GOAL: Reproduce the records below word for word, leaving out the pictures.

INFORMATION SUPPLIED:
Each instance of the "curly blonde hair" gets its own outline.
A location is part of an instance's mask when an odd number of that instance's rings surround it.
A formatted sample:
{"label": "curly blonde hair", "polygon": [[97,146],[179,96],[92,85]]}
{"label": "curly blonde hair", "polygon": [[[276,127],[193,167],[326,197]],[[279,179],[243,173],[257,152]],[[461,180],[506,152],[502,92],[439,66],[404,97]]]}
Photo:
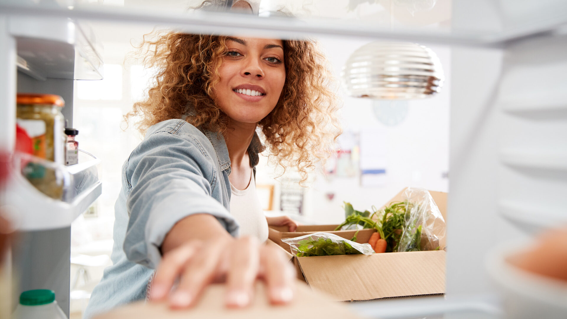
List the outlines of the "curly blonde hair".
{"label": "curly blonde hair", "polygon": [[[224,134],[230,119],[217,106],[213,88],[227,52],[226,38],[175,32],[145,35],[138,53],[146,67],[158,72],[147,98],[134,103],[126,119],[141,115],[137,124],[143,134],[150,126],[181,118],[191,110],[186,121]],[[297,167],[302,183],[317,162],[324,162],[341,133],[337,86],[315,41],[283,43],[285,83],[276,107],[258,126],[269,155],[284,172],[286,165]]]}

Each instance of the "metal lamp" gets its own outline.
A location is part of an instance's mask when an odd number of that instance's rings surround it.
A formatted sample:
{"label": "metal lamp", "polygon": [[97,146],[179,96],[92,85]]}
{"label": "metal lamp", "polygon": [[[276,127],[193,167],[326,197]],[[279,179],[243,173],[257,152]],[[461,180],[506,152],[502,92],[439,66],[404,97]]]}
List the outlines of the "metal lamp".
{"label": "metal lamp", "polygon": [[441,91],[445,79],[439,58],[429,48],[380,41],[355,51],[341,75],[350,96],[387,100],[430,96]]}

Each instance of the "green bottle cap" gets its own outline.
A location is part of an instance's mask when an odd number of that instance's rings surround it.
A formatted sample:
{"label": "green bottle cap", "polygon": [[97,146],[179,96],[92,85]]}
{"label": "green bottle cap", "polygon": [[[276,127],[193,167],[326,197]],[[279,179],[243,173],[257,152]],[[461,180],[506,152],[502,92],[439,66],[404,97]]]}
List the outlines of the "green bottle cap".
{"label": "green bottle cap", "polygon": [[55,301],[55,292],[48,289],[36,289],[24,291],[20,295],[20,304],[37,306],[50,304]]}

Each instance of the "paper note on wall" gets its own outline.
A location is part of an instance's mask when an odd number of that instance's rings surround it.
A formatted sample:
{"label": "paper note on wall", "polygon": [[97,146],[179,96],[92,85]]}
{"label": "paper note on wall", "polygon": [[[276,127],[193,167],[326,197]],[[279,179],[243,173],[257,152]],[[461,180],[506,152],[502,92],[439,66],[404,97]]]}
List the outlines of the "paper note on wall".
{"label": "paper note on wall", "polygon": [[365,129],[360,132],[360,183],[362,186],[386,184],[387,162],[386,131]]}

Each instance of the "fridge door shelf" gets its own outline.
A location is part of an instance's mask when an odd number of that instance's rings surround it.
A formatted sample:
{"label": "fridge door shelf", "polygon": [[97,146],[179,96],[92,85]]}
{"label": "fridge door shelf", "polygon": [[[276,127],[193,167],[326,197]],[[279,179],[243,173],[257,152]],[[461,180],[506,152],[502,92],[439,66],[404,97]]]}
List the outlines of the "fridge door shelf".
{"label": "fridge door shelf", "polygon": [[66,166],[14,154],[6,210],[16,229],[68,227],[94,203],[102,192],[97,169],[100,160],[82,150],[79,158],[78,164]]}
{"label": "fridge door shelf", "polygon": [[16,39],[19,70],[46,78],[101,79],[101,45],[88,25],[64,17],[10,18]]}

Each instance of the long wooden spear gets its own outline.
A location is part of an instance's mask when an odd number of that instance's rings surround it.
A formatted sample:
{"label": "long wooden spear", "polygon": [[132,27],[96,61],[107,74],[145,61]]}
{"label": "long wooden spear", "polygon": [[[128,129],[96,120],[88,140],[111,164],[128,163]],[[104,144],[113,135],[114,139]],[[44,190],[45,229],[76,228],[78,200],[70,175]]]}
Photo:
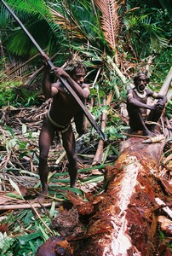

WRITTEN REPLY:
Each instance of the "curly blonde hair" gets its own outline.
A location is part of an instance's mask when an odd number of that instance's rings surround it.
A formatted sample:
{"label": "curly blonde hair", "polygon": [[97,146],[179,96],[92,85]]}
{"label": "curly blonde hair", "polygon": [[[276,127],[193,167],[326,197]],[[279,179],[243,173],[257,152]],[[461,180],[506,152],[502,92],[439,66],[404,97]]]}
Photo:
List the outlines of the "curly blonde hair".
{"label": "curly blonde hair", "polygon": [[[224,134],[230,119],[217,106],[213,88],[227,52],[226,38],[175,32],[145,35],[138,53],[146,67],[158,72],[147,98],[134,103],[126,119],[141,115],[137,124],[143,134],[150,126],[181,118],[191,110],[186,121]],[[297,167],[302,183],[317,162],[324,162],[341,133],[337,86],[315,41],[283,43],[285,83],[276,107],[258,126],[269,155],[284,172],[286,165]]]}

Each instance of the "metal lamp" gets its own outline.
A location is part of an instance's mask when an odd number of that instance's rings surround it.
A formatted sample:
{"label": "metal lamp", "polygon": [[97,146],[179,96],[92,85]]}
{"label": "metal lamp", "polygon": [[[276,127],[193,167],[326,197]],[[279,179],[243,173],[257,152]],[[461,180],[506,152],[502,92],[439,66],[404,97]]]}
List the outlines of the "metal lamp".
{"label": "metal lamp", "polygon": [[441,91],[445,79],[439,58],[429,48],[380,41],[355,51],[341,75],[350,96],[387,100],[430,96]]}

Each instance of the "green bottle cap" gets its own outline.
A location is part of an instance's mask when an odd number of that instance's rings surround it.
A formatted sample:
{"label": "green bottle cap", "polygon": [[97,146],[179,96],[92,85]]}
{"label": "green bottle cap", "polygon": [[[276,127],[193,167],[326,197]],[[279,179],[243,173],[257,152]],[[461,180],[506,152],[502,92],[439,66],[404,97]]]}
List the outlines of the "green bottle cap".
{"label": "green bottle cap", "polygon": [[55,301],[55,292],[48,289],[36,289],[24,291],[20,295],[20,304],[37,306],[50,304]]}

Each instance of the "paper note on wall" gets its own outline.
A location is part of an instance's mask when an odd number of that instance's rings surround it.
A formatted sample:
{"label": "paper note on wall", "polygon": [[97,146],[179,96],[92,85]]}
{"label": "paper note on wall", "polygon": [[[276,127],[193,167],[326,197]],[[279,179],[243,173],[257,152]],[[461,180],[506,152],[502,92],[439,66],[404,97]]]}
List the outlines of the "paper note on wall".
{"label": "paper note on wall", "polygon": [[365,129],[360,132],[360,183],[362,186],[386,184],[387,162],[386,131]]}

Each instance of the "fridge door shelf" gets its own outline.
A location is part of an instance's mask when an odd number of that instance's rings surround it.
A formatted sample:
{"label": "fridge door shelf", "polygon": [[97,146],[179,96],[92,85]]}
{"label": "fridge door shelf", "polygon": [[[276,127],[193,167],[326,197]],[[279,179],[243,173],[257,152]],[[461,180],[506,152],[502,92],[439,66],[404,97]]]}
List the outlines of the "fridge door shelf".
{"label": "fridge door shelf", "polygon": [[66,166],[14,154],[6,210],[16,229],[68,227],[94,203],[102,192],[97,169],[100,160],[82,150],[79,158],[78,164]]}
{"label": "fridge door shelf", "polygon": [[16,39],[19,70],[46,78],[101,79],[101,45],[88,25],[64,17],[10,18]]}

Each instance of the long wooden spear gets its own outline.
A location is part of an instance's mask when an odd number of that instance's rings surround it.
A formatted sample:
{"label": "long wooden spear", "polygon": [[132,27],[96,61],[107,74],[145,61]]}
{"label": "long wooden spear", "polygon": [[[128,129],[96,120],[88,140],[111,164],[128,163]],[[104,144],[113,135],[114,139]],[[44,190],[45,229],[76,228],[78,200],[70,175]]]}
Photo:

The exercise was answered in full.